• **Pointing entries for labeled objects**:
┏━━
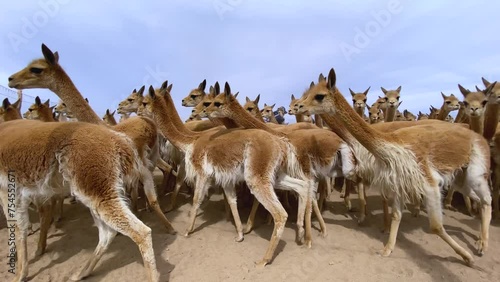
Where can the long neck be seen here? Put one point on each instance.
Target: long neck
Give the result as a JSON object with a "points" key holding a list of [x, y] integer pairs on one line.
{"points": [[360, 111], [443, 112], [111, 120], [246, 120], [477, 124], [174, 118], [273, 119], [370, 138], [299, 118], [460, 115], [45, 115], [390, 114], [490, 120], [164, 118], [227, 122], [67, 91], [339, 129], [318, 121]]}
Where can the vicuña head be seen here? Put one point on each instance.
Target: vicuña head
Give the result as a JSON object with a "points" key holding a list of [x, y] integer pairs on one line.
{"points": [[474, 102], [132, 102], [195, 96], [359, 99], [451, 102], [37, 109], [392, 97]]}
┗━━
• **What the exercise asks**:
Put every line of the listing into a JSON list of strings, one string per line, leaving out blank lines and the pictures.

• **Correct result**:
[
  "Where can the long neck be seen here? Put one point on each instance.",
  "Target: long neck",
  "Give the result as a JSON object with a \"points\" key holding a list of [x, y] integer pairs on one line.",
  "{\"points\": [[360, 111], [443, 112], [111, 120], [246, 120], [477, 124], [174, 118], [273, 119], [370, 138], [299, 118], [460, 115], [45, 115], [390, 114], [490, 120], [164, 118], [227, 122], [67, 91], [339, 129], [318, 121]]}",
  "Where can the vicuña head be seen here? Put one point on each instance.",
  "Target: vicuña head",
  "Give the result as a JSON object with a \"points\" key holding a list of [x, y] integer pairs on one line.",
  "{\"points\": [[474, 102], [132, 102], [195, 96], [359, 99], [451, 102], [37, 109], [392, 97]]}"
]